## [Document section]

The fundamental point here is that when temporality is given the form of narrative, this is a way of handling contingency. The passing of time itself does not deliver any kind of stability or final meaning, simply because it is a process which never stops or concludes. As Barbie Zelizer puts it: “Time undoes its ability to shape communities by not being able to stop shaping them” (Zelizer 1995:222). Emplotment is the operation which “(...) inverts the effect of contingency, in the sense of that which could have happened differently or which might not have happened at all, by incorporating it in some way into the effect of necessity or probability exerted by the configuring act”(Ricoeur 1992:142). Narrative in other words domesticates the temporal onslaught of unexpected or seemingly meaningless events by ascribing them a teleological necessity, not simply by constructing obvious causal links, but by treating them as twists and turns in an unfolding story, which by its very form carries the promise of a meaningful conclusion; a unified point or morale. Events might then very well keep their status as unexpected or ‘turning points’

but they are so within the narrative structure and as such can still be considered meaningful in relation to the plot of the story. Narrating, quite simply, is not about denying change, but about domesticating it, giving it a direction and a point. Temporal changes, in other words, are stripped of their contingency, by transforming them into a (teleological) development of a unified plot.

## [Written instruction]
Summarize the passage on narrative and contingency in two sentences. The listing that comes next is separate material and is not related to the passage on narrative and time.

## [Entries provided]
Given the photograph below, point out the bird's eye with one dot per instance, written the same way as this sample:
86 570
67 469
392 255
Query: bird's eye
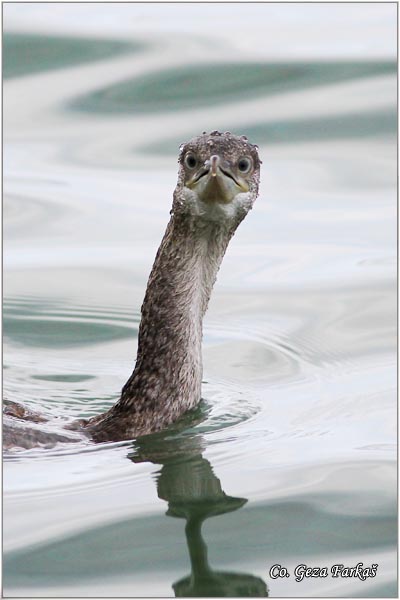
190 160
244 164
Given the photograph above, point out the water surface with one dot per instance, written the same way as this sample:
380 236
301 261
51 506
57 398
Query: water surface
290 458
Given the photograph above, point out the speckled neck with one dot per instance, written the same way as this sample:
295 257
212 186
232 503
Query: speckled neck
166 381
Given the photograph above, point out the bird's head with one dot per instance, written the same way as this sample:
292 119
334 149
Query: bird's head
218 177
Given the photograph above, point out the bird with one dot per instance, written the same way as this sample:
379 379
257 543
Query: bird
218 183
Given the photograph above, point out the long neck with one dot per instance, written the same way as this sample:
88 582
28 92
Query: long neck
168 372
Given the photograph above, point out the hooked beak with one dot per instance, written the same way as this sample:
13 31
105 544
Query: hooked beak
215 182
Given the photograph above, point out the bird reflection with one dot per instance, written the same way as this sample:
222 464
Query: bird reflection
187 482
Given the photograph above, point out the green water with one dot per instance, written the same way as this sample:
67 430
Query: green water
290 458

## [Response]
Because time never stops or concludes, it offers no stability or final meaning, and giving it the form of narrative is a way of handling contingency. Through emplotment, unexpected events become twists and turns in a story whose form promises a meaningful conclusion, so change is not denied but given a direction and a point.